(Extracted text)
-.-.-
NORFOLK, VA. — A class-action lawsuit brought forth by peanut farmers alleges peanut-shelling companies Birdsong Corp. and Golden Peanut Co. L.L.C., a subsidiary of Archer Daniels Midland Co., conspired to fix the prices of runner peanuts in violation of the Sherman Antitrust Act.

The lawsuit filed Sept. 5 in the U.S. District Court for the Eastern District of Virginia alleges that since the beginning of 2014 the prices paid by shellers to peanut farmers for runners have remained “remarkably” flat and unchanged despite supply disruptions such as Hurricane Michael, a category 5 hurricane that hit peanut crops in the Florida panhandle/southern Georgia and Alabama area in 2018.

“Defendants and their co-conspirators entered into a continuing agreement, understanding and conspiracy in restraint of trade artificially to fix, depress, stabilize and peg prices for runner peanuts in the United States in violation of Section 1 of the Sherman Act,” the lawsuit alleged.

The Sherman Antitrust Act of 1890 was based on the constitutional power of Congress to regulate interstate commerce.

ADM does not comment on pending litigation, said Jackie Anderson, a media spokesperson for Chicago-based ADM.

The defendants Birdsong Corp., Suffolk, Va., and Golden Peanut Co., L.L.C., Alpharetta, Ga., together hold 80% to 90% of the total peanut-shelling market share, according to the lawsuit. The lawsuit alleged the peanut-shelling companies, beginning in at least 2014, over-reported peanut numbers to the U.S. Department of Agriculture to create the false impression of an oversupplied market, which allowed the peanut-shelling companies to offer artificially low runner prices to farmers. The lawsuit also alleged the peanut-shelling companies underreported peanut prices to the U.S.D.A. to further suppress prices.

The U.S.D.A.’s National Posted Price for peanuts was over $450 per ton in January 2014, dropped to about $250 per ton in the summer of 2015 and then remained flat at about $425 per ton from October 2015 to July of this year, according to the lawsuit. The prices did not fluctuate even after Hurricane Michael, which caused estimated losses of $10 million to $20 million to the Georgia peanut crop, $23 million to the Florida peanut crop and $11.3 million to the Alabama peanut crop, according to the lawsuit.
-.-.-
(Information shown)

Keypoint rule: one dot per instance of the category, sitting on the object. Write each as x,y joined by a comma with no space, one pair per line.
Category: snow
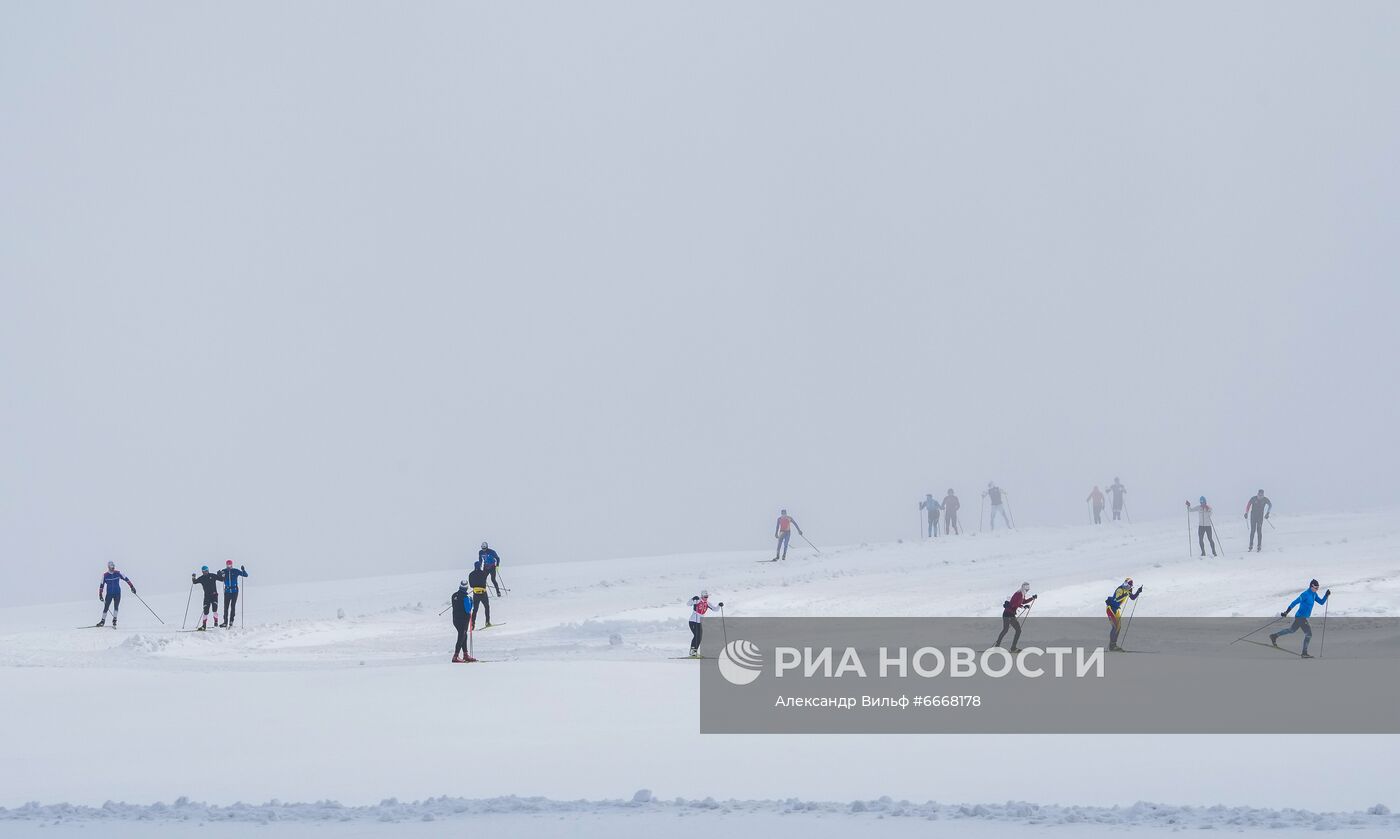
578,701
-.-.-
(About this task) According to the peanut lawsuit article, what share of the total peanut-shelling market do the two defendants hold together? The data is separate material and has no connection to the peanut lawsuit article.

(Final answer) 80% to 90%